TASK GOAL: Pick out each line in the records below that contains the word "concrete", and copy those lines.

RECORDS SHOWN:

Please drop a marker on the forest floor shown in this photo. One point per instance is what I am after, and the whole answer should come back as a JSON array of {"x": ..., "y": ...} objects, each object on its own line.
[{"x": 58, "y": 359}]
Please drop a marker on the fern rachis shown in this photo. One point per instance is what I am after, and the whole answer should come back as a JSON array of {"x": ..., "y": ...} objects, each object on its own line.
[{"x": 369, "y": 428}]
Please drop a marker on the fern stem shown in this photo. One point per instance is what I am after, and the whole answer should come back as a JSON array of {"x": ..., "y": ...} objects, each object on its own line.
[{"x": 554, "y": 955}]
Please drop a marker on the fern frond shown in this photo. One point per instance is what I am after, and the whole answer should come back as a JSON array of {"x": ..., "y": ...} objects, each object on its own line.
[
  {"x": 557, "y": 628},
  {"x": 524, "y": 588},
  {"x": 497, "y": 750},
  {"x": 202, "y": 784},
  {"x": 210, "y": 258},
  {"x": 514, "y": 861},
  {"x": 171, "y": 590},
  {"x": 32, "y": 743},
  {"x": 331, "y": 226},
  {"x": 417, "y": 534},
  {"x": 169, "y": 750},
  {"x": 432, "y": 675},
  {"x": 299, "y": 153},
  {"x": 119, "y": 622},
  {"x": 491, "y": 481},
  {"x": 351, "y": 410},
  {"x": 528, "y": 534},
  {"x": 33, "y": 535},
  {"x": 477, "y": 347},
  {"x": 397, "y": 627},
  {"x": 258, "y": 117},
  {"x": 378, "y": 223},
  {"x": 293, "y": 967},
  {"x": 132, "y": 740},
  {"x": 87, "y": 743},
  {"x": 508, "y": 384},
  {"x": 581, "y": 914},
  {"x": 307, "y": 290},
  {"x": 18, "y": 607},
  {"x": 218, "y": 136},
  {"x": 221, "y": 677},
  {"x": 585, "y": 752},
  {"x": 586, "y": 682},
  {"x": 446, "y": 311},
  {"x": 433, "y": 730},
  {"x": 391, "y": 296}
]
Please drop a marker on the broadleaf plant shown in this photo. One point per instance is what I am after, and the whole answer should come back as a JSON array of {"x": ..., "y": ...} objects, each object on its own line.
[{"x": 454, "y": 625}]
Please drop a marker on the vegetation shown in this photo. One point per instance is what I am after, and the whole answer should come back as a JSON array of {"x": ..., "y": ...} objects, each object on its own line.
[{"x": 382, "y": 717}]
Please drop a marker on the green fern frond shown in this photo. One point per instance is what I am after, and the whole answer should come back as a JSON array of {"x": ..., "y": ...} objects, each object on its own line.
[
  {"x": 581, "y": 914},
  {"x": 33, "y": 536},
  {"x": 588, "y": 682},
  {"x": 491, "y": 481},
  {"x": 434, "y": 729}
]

* * *

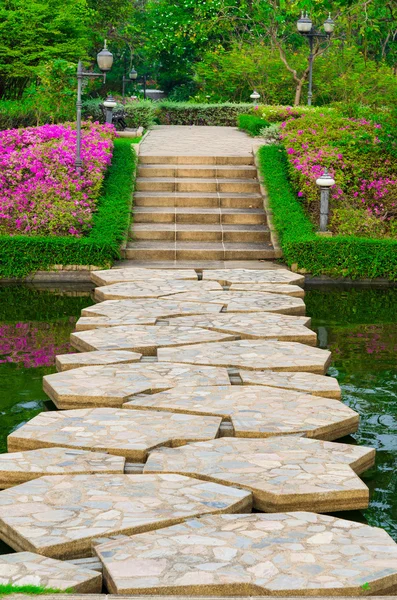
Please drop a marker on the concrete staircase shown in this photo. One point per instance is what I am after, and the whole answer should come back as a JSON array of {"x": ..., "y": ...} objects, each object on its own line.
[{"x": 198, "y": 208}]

==

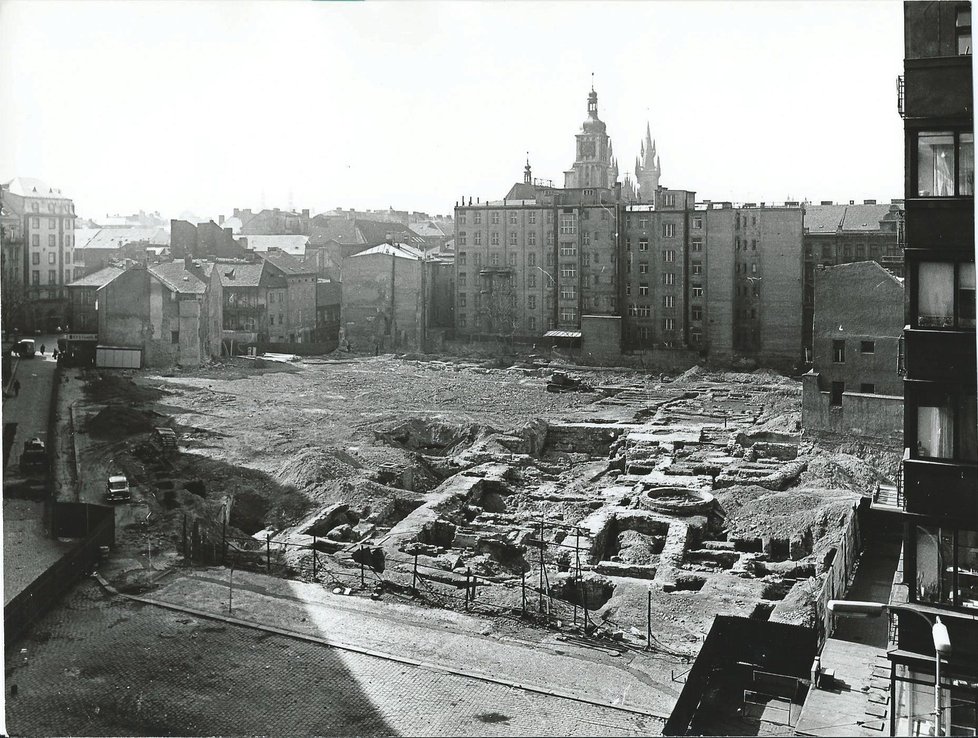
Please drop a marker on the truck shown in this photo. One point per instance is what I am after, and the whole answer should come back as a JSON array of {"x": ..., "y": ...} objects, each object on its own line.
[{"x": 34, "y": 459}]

EXERCISE SOLUTION:
Please drop a marker on the concrete staircase shown in this photo. One point per instance is what I am after, and the whole answer should come back as a JSON array of {"x": ..., "y": ...} objects, each object on its own line.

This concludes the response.